┌────────
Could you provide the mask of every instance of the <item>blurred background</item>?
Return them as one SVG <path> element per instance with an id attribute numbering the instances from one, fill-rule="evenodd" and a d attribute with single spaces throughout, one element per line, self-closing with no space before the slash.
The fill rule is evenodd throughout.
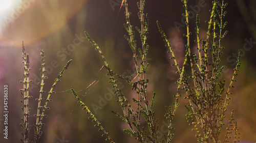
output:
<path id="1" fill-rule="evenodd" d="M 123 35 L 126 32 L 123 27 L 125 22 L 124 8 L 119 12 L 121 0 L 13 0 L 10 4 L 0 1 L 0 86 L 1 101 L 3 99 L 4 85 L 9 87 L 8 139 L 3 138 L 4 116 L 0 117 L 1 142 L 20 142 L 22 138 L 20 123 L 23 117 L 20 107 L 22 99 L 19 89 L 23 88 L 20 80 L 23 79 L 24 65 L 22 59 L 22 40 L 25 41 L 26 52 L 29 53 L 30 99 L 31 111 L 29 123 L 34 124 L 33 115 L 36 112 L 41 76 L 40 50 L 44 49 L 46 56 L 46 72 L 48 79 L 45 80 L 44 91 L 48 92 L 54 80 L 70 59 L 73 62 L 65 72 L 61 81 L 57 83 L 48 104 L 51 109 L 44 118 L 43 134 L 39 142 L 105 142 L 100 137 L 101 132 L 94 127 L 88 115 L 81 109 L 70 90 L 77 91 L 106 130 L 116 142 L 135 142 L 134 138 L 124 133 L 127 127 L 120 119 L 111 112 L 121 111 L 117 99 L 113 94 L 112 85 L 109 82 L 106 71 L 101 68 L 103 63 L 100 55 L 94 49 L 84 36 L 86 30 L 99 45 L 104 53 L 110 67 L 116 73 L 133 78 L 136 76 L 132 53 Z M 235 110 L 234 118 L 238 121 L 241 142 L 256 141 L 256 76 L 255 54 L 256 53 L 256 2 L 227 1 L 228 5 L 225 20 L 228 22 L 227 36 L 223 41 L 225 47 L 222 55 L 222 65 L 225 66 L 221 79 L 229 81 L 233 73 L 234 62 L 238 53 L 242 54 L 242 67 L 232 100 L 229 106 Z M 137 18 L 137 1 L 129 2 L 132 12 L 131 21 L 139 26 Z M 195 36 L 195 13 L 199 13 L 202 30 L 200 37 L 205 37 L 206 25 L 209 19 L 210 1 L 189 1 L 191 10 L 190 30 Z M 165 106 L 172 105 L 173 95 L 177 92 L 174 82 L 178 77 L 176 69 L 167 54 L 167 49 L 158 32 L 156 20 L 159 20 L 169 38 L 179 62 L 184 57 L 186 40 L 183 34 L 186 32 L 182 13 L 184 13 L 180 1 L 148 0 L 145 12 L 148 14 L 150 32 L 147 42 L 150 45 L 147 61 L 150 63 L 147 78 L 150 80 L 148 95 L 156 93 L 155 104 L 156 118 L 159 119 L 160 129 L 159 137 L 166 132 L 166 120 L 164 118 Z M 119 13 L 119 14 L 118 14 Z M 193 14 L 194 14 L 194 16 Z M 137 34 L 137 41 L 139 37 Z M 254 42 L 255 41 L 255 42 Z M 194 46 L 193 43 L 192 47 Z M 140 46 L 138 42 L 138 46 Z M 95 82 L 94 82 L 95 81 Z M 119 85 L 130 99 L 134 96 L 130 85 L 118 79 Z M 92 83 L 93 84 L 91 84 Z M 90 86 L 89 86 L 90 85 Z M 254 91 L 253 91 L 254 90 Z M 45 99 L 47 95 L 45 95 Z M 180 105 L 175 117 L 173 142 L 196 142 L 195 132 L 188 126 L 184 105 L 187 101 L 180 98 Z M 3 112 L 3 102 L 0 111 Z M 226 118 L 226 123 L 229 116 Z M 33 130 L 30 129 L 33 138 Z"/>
└────────
┌────────
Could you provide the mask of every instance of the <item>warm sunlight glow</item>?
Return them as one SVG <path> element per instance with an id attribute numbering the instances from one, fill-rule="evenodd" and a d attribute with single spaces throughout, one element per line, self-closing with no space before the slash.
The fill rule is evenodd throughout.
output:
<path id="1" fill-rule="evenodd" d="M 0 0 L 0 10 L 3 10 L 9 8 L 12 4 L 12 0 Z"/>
└────────
Please recast the material from the line containing "Could you provide the mask of every instance of the <item>warm" through the line containing "0 10 L 3 10" as a two-column CSV headed text and answer. Give one row for each text and its answer, with each value in a single quoted field and line breaks replaced by spaces.

*Exercise answer*
text,answer
"Could you provide the mask of every instance of the <item>warm sunlight glow</item>? Return them as one SVG <path> element per instance with an id attribute numbering the instances from one, fill-rule=""evenodd"" and a d attribute with single spaces throughout, one element per line, self-closing with no space before the slash. The fill rule is evenodd throughout. output:","<path id=""1"" fill-rule=""evenodd"" d=""M 0 0 L 0 10 L 3 10 L 9 8 L 12 4 L 12 0 Z""/>"